▶ **Passage provided**
*** Begin section ***

There are five widows for every widower.
Kevin, 37, is a computer programmer, making $80,000 a year. His wife, Jennifer, stays home to take care of their two year old. She is pregnant with another child and eager for them to buy a home. Kevin doesn't like being a programmer, but fears that a career change will mean a salary cut.
I ask Kevin if owning a home was important to him. He replies that it's "very important to Jennifer." I ask how he felt about having the second child. He says, half-heartedly, "Okay… Jennifer really wants it." I prod further: "When you first called me, you said you feel the stress is killing you. Should you be shouldering all the family's financial responsibilities?" A tear wells in his eye: "Jennifer reminds me that before we got married, I agreed to have two children. She says, and I guess I agree, that to bring our kids up right and maintain a home, is a full-time job. And she doesn't have my earning capacity."
Kevin rubs his head and sighs.

*** End section ***

(Dataset records)
*** Begin section ***

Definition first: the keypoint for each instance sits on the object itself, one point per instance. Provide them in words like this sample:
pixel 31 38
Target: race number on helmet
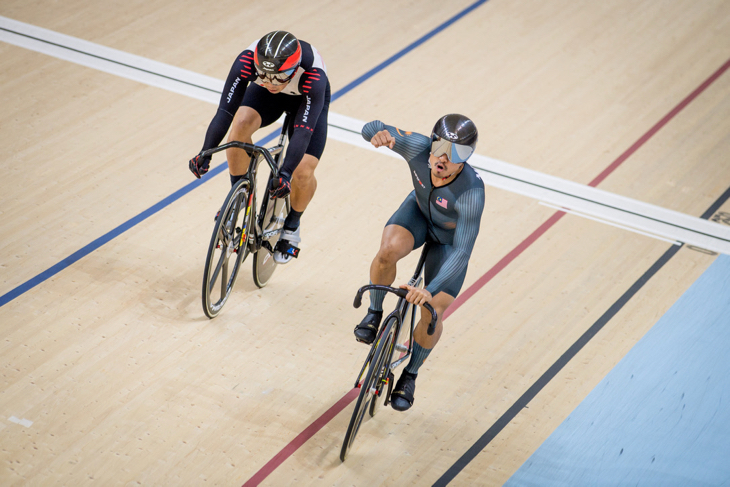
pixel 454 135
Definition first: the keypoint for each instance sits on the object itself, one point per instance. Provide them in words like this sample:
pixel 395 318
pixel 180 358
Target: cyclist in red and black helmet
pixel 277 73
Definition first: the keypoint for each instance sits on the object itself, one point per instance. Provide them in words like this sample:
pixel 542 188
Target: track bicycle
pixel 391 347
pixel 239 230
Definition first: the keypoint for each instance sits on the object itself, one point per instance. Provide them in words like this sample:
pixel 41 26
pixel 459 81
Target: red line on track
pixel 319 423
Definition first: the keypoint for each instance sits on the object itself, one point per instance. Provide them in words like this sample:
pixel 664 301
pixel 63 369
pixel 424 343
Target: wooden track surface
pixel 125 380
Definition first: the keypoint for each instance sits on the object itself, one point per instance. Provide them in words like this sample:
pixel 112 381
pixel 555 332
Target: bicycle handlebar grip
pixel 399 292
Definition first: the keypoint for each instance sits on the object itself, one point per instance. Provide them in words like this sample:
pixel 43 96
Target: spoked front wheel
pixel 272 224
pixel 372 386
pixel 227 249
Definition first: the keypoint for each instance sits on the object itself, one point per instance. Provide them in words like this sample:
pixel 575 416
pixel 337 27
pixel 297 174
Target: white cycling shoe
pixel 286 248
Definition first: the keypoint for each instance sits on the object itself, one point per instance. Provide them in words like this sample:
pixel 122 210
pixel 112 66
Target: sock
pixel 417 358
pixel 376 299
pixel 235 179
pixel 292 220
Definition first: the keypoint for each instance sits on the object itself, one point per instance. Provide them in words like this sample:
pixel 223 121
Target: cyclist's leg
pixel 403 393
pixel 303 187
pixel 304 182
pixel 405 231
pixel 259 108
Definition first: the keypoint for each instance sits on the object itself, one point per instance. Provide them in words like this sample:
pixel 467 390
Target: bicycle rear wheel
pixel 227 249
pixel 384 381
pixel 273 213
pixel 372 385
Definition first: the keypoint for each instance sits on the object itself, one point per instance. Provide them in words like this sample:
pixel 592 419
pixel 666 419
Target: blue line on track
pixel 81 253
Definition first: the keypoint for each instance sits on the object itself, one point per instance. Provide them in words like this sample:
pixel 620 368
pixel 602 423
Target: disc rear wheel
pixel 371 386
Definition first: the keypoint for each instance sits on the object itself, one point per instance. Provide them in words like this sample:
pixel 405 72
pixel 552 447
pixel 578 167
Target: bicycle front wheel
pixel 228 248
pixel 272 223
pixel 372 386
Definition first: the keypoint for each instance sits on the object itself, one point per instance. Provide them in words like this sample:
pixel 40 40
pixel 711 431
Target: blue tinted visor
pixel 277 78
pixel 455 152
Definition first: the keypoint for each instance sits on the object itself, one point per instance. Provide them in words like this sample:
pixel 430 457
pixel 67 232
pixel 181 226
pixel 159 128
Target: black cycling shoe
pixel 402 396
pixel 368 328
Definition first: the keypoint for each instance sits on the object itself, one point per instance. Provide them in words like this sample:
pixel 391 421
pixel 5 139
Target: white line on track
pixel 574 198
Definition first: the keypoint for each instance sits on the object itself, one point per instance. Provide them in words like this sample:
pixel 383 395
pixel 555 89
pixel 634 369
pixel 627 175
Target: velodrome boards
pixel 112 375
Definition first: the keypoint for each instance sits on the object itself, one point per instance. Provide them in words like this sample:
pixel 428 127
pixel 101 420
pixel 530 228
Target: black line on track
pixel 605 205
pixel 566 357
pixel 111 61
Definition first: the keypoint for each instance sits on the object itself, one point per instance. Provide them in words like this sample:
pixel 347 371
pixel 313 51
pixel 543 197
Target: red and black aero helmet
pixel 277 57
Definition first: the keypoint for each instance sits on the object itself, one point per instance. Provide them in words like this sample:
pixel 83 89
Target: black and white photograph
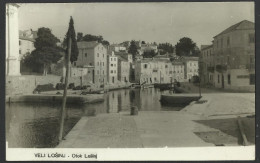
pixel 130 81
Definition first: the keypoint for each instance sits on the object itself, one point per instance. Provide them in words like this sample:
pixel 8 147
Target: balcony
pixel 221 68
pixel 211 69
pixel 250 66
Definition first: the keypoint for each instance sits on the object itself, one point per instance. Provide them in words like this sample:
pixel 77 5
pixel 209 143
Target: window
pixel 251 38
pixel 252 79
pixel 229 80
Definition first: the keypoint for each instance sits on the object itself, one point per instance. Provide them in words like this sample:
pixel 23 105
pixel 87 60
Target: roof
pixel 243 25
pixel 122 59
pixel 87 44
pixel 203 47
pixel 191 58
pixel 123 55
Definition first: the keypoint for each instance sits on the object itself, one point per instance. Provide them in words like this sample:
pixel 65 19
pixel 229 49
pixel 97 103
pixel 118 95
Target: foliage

*** End section ***

▶ **What the task asks**
Write out, word for word, everything in the passage about Kevin and Jennifer from "Kevin, 37, is" down to "a salary cut.".

▶ **Written solution**
Kevin, 37, is a computer programmer, making $80,000 a year. His wife, Jennifer, stays home to take care of their two year old. She is pregnant with another child and eager for them to buy a home. Kevin doesn't like being a programmer, but fears that a career change will mean a salary cut.